■ TASK GOAL: Rewrite every entry below, changing each "tag" to "mark" and keeping everything else the same.

■ DATASET CONTENT:

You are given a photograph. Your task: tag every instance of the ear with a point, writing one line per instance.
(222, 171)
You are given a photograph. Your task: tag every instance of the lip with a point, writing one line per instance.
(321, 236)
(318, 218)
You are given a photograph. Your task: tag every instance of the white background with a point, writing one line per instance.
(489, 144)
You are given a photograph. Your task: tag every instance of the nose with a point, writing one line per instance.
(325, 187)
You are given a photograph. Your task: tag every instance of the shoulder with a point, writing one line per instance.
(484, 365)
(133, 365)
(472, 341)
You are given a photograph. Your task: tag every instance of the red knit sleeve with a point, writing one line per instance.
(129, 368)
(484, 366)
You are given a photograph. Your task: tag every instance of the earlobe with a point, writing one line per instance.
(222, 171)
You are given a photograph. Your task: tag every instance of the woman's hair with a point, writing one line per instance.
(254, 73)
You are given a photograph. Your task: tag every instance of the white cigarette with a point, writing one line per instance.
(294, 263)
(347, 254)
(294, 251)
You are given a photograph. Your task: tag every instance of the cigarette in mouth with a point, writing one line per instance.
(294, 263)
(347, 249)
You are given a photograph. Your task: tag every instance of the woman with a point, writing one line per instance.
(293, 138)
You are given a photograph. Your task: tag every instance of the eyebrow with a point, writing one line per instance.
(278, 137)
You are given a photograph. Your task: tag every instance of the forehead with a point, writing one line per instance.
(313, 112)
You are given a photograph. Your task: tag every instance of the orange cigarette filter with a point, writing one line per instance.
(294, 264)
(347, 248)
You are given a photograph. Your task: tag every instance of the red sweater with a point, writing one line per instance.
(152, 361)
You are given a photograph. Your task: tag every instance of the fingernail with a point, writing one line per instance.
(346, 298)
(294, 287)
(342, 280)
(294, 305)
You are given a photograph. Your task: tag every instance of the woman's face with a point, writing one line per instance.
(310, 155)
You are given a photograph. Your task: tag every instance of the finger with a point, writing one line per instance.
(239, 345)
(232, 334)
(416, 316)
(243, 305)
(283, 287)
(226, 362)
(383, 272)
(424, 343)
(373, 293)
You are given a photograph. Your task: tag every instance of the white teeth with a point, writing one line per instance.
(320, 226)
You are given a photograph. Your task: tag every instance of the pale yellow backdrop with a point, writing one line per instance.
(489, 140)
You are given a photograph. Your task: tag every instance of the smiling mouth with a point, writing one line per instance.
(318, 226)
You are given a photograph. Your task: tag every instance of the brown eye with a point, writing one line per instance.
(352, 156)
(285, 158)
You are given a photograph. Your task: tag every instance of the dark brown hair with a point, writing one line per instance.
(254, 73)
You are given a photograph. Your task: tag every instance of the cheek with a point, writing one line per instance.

■ EXERCISE RESPONSE:
You are given a photograph. Your task: mark every instance of the ear with a point, writing one line per instance.
(222, 171)
You are given a photograph. Your task: mark every instance of the lip with a point, writing one line per instance.
(321, 236)
(318, 218)
You are given a photograph. Your task: mark every instance of the white background with a point, writing one line per instance.
(489, 144)
You are given a photograph. Your task: mark every instance of the nose with a point, writing one line per instance.
(325, 187)
You are given a photograph. Your task: mark every instance of the shoulder with a point, writing one line per instance.
(484, 365)
(133, 365)
(472, 341)
You are given a photograph. Your task: mark every instance of the red knit sleeve with a point, writing one line per instance.
(129, 368)
(484, 366)
You are given a photograph. Your task: mark every instance of the earlobe with a point, writing one line per instance.
(222, 171)
You are given a photograph. Your task: mark every instance of the woman's hair with a point, writing one line per instance.
(254, 73)
You are given a photograph. Your task: mark every instance of the white cigarette with a point, writing one line per instance.
(294, 263)
(347, 254)
(294, 251)
You are given a photograph. Your task: mark every instance of the cigarette in mouth with a point, writing one line per instance.
(294, 263)
(347, 249)
You are given a photograph. Your task: mark every instance of the woman with a point, writing one line per instance.
(293, 138)
You are given a photograph. Your task: mark every instance of the eyebrow with a point, writing one line per instance.
(278, 137)
You are given a photograph. Your task: mark every instance of the forehead with a point, writing one line per instance.
(313, 112)
You are given a photograph. Your task: mark every instance of the orange cigarette filter with a point, writing one line per instance.
(294, 264)
(347, 248)
You are given a photograph. Your task: mark every instance of the red sweater with a point, writing one line per instance.
(152, 361)
You are given a photograph. Your task: mark every instance of the fingernail with a point, writing one line per instance.
(346, 298)
(294, 287)
(342, 280)
(294, 305)
You are given a photograph. Your task: mark every instance of the woman's face with a point, writing one line per instance.
(310, 155)
You are given a photograph. Your task: mark every instance of the finger with a point, writing one line per instance.
(239, 345)
(232, 334)
(416, 316)
(243, 305)
(283, 287)
(226, 362)
(383, 272)
(424, 343)
(373, 293)
You are given a photograph. Your task: mark every instance of the white teeth with a point, writing one line per instance.
(320, 226)
You are given a photograph. Your task: mark every instance of the pale yellow backdrop with a point, writing one line per instance.
(489, 140)
You are given a photograph. Your task: mark every instance of the smiling mouth with a point, writing one line per instance.
(318, 226)
You are given a photograph. Your task: mark every instance of the brown eye with a point, writing one line per instance.
(352, 156)
(285, 158)
You are given a photograph. Your task: mark every instance of the dark brown hair with a point, writing one line per instance.
(254, 73)
You are given a photograph. Your task: mark every instance of the cheek with a point, writing one line per instance.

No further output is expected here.